* EXERCISE DESCRIPTION *
Could you extract every one of the rows below, copying each line verbatim but leaving the pictures out of your answer?
*** SOURCE MATERIAL ***
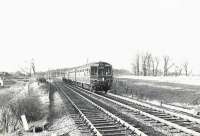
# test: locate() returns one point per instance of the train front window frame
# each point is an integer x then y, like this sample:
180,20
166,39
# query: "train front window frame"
93,70
108,70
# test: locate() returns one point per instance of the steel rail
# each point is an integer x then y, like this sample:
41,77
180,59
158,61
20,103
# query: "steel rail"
128,126
87,122
184,129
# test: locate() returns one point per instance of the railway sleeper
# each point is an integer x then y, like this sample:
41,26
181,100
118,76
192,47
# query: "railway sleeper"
108,127
103,124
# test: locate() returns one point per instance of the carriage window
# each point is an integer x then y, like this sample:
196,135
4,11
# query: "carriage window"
93,70
101,72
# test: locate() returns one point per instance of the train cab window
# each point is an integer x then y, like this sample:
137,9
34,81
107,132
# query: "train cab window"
108,70
93,70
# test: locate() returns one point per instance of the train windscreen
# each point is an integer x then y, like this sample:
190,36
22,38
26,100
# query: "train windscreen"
104,71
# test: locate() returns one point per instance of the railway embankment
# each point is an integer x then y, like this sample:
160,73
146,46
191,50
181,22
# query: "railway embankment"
160,91
45,111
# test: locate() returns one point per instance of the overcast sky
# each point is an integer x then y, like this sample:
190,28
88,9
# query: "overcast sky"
67,33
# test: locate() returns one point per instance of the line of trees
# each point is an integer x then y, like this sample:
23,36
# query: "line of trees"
148,65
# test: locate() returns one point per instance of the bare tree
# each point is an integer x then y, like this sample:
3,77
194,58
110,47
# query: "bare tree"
167,65
178,70
149,60
146,63
137,64
155,63
186,68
***
* THE RESULT *
# test: locate() returns one point per instance of the train front window frame
# each point is an integer x then y, like this sample:
180,20
166,39
# query: "train front window frame"
93,70
108,70
# test: locate() returns one point per instance of the steel rail
# each point is an integer x then y, like this sample:
41,77
180,59
158,61
20,103
# query: "steel rail"
128,126
87,122
184,129
# test: locate() returns one point per instance of the railway sleeper
# each point is an integer x then y, like this sample:
41,26
181,100
118,76
192,47
# query: "railway sleeper"
108,127
103,124
# test: locate() returns one point per instance of the carriage window
# each point is an integer x then y, like this sample:
196,135
4,11
# query: "carriage window"
93,70
101,72
# test: locate() returns one point per instance of the train cab window
# each point is an integer x then y, like this sample:
137,9
34,81
107,132
# query: "train cab window"
108,70
93,70
# test: locate() returns one point per instance of the train windscreen
# each point is an integer x then y, like this sample:
190,36
22,38
26,100
# query: "train windscreen"
104,71
# test: locate() returns one point per instance of the railway embankment
# each point is an integer x then y, like this sample:
160,73
146,46
191,50
181,22
# query: "railway embankment"
160,91
45,111
# test: locate() returns one point per instance of the overcast sky
# each point is an integer x then y, like this sample:
190,28
88,9
# query: "overcast sky"
67,33
# test: locate() returns one point per instance of the line of trees
# each point is an integer x then y, like this sample:
23,36
# query: "line of trees"
148,65
# test: locate() returns one point per instance of the bare tree
# each point is an integer x then y, like this sample:
3,77
194,58
110,47
# query: "bare tree"
167,65
178,70
149,60
146,63
137,64
155,63
186,68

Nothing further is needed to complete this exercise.